** begin **

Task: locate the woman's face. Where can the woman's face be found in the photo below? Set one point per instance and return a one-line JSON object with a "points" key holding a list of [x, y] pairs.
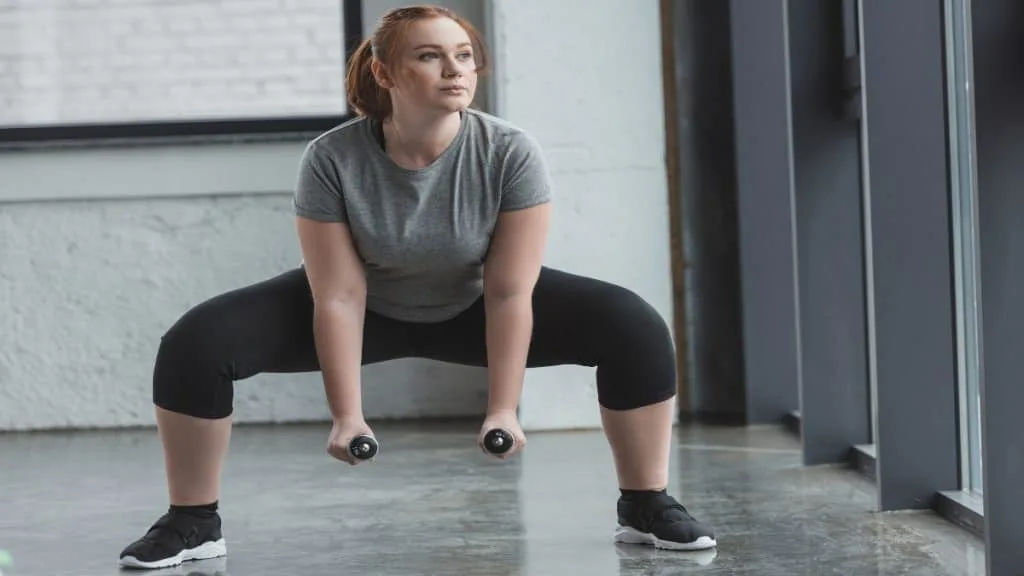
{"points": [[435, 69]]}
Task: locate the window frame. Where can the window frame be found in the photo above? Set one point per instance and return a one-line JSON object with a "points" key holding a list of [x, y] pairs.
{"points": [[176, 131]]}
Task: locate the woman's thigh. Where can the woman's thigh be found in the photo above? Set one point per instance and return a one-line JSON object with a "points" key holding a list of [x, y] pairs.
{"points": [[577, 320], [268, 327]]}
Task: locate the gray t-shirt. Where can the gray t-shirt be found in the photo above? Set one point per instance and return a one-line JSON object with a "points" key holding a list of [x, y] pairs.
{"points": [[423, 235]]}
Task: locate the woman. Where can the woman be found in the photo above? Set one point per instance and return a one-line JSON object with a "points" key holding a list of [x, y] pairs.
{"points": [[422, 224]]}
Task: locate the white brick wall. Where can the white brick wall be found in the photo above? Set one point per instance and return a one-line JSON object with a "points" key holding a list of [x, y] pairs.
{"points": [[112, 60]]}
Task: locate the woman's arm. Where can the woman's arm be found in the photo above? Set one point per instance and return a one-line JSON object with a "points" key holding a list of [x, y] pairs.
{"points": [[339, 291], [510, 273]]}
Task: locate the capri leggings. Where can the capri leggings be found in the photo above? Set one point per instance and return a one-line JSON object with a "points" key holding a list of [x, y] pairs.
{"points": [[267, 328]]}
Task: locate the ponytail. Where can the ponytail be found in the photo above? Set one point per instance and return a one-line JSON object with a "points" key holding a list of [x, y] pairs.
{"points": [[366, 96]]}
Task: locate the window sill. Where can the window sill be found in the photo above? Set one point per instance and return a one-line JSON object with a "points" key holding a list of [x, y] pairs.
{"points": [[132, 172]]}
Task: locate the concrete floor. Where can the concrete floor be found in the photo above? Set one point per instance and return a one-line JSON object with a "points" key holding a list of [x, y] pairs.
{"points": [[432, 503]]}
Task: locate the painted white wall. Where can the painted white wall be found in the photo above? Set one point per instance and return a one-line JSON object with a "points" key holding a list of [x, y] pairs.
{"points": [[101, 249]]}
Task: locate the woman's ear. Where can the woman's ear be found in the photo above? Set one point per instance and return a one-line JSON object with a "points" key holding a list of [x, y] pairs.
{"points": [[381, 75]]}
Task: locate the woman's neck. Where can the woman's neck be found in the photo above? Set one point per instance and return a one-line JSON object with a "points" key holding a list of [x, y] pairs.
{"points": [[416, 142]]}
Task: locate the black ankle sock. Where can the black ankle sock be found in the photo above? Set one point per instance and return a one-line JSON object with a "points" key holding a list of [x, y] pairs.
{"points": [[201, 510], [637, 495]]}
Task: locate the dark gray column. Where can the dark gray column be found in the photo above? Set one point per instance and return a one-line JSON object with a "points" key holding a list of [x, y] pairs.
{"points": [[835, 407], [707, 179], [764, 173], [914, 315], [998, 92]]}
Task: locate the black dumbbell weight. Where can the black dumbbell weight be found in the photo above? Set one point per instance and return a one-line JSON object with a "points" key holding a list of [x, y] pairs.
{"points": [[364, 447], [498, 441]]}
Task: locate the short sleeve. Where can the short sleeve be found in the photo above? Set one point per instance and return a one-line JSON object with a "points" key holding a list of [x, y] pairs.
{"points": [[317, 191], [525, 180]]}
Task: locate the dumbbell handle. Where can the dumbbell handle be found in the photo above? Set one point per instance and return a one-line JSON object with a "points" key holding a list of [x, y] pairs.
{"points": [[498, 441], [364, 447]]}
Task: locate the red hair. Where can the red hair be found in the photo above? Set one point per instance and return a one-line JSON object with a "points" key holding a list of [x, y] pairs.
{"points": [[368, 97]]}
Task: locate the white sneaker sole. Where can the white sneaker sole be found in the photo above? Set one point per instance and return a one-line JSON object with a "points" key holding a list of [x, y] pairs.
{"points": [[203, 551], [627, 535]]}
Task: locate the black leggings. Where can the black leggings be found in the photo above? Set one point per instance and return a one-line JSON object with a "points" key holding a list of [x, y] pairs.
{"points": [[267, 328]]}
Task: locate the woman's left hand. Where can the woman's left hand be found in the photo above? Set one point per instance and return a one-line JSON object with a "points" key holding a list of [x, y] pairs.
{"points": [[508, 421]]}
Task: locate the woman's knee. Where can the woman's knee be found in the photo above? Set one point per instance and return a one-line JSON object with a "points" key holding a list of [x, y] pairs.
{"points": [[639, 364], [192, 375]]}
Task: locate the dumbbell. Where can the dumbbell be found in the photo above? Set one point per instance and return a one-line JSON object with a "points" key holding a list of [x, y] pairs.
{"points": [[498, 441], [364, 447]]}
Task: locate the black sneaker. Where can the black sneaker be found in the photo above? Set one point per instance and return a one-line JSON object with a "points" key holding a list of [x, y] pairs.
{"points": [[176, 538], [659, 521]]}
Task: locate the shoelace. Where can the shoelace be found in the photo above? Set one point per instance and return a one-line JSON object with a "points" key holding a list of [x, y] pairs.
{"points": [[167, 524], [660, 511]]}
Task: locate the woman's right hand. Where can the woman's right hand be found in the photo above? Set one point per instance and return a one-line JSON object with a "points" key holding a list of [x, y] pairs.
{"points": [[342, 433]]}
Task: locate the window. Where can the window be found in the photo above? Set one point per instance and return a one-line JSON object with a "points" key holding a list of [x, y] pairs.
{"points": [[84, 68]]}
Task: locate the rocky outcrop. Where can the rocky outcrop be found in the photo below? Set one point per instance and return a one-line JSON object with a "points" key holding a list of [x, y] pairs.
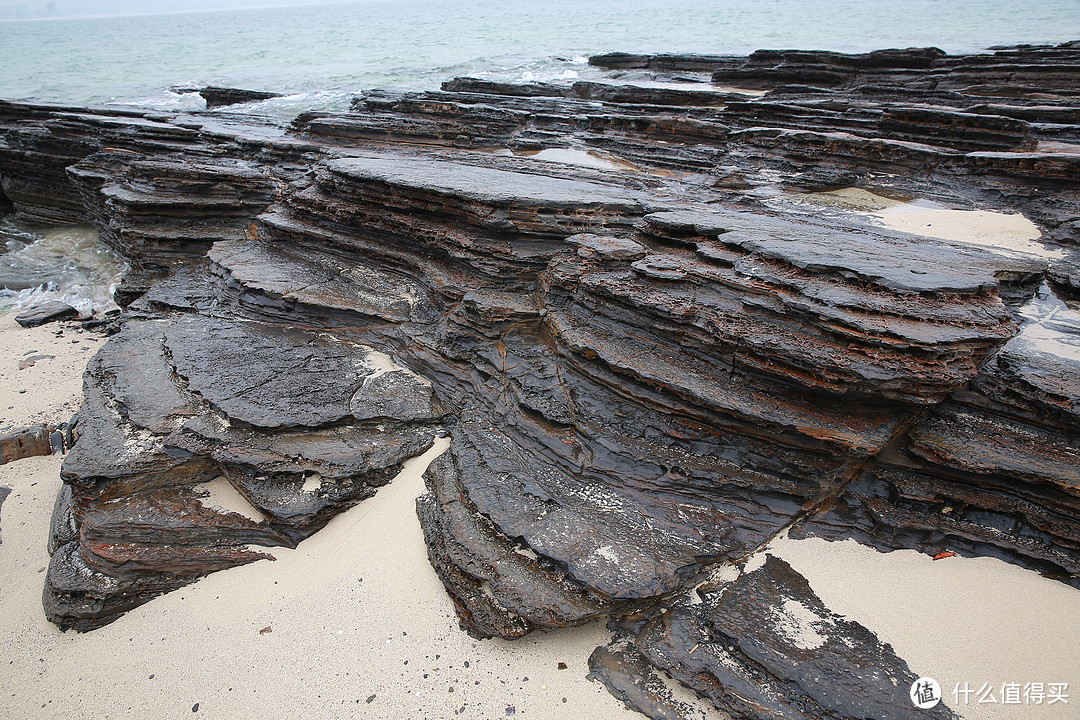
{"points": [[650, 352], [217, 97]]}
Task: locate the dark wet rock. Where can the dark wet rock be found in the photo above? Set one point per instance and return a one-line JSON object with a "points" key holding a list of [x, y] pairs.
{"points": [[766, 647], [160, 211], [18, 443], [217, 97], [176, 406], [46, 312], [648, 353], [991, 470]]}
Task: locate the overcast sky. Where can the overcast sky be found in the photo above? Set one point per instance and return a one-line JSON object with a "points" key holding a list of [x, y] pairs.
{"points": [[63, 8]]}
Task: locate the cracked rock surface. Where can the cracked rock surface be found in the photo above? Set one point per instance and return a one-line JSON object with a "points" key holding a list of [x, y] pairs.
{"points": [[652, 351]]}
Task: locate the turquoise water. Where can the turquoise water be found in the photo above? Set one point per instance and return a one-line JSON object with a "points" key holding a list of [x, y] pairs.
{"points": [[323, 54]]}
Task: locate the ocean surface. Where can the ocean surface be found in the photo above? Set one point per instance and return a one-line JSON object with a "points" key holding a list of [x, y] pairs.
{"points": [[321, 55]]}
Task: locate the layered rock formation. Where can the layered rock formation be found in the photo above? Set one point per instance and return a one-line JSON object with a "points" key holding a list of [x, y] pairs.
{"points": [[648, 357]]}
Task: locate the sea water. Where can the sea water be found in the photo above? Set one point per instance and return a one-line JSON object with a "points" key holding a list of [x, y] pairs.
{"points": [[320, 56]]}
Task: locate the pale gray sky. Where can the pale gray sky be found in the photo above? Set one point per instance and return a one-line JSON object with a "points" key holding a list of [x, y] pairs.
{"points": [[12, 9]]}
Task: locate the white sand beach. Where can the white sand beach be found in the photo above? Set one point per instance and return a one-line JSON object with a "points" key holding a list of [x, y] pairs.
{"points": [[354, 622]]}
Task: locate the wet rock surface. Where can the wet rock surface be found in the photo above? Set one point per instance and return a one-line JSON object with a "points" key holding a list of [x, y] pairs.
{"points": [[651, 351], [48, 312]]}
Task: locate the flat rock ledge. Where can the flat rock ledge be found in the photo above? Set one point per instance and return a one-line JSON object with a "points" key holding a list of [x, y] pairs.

** end **

» **WORK TO BE COMPLETED**:
Rescale the stretch from the line containing "Task: locate the layered" through the end of the material, both ends included, and write those lines out again with the requests. Multiply every point coordinate in the answers by 2 and round to whole numbers, halves up.

» **RESULT**:
Task: locate the layered rock formation. Where can the layered rock formation be found in the photo above? Set one point per instance and return a one-line JSON object with a "points" key holding a list of [x, y] pairs.
{"points": [[1296, 714]]}
Task: locate the sea water. Where can the sea water be found in the photo above? Set one point per instance and return a one-line JSON object with a "points" key holding a list of [x, y] pairs.
{"points": [[640, 112]]}
Task: locate the pale gray sky. Where can the pale gray sky be found in the photo above? Set one point per instance and return a one-line JSON object with a "points" key holding a list of [x, y] pairs.
{"points": [[24, 18]]}
Task: locate the white sand beach. Where can the white sand beach be found in the photo above? Set one point per instance and return a one-line JSON object with a "points" key holding a list of [x, y] pairs.
{"points": [[708, 1244]]}
Task: locate the wet rock surface. Where can the wet rock surface be found in the photo above? Set one point per instance and return a one-line JSON object with a "points" key holding a list of [x, y] pairs.
{"points": [[1302, 702], [96, 624]]}
Task: locate the flat rock ledge. Where can the flat rock ledge be found in the photo above? Set one point per instance and return a one-line JSON object with a "points" key holding a list of [x, y] pairs.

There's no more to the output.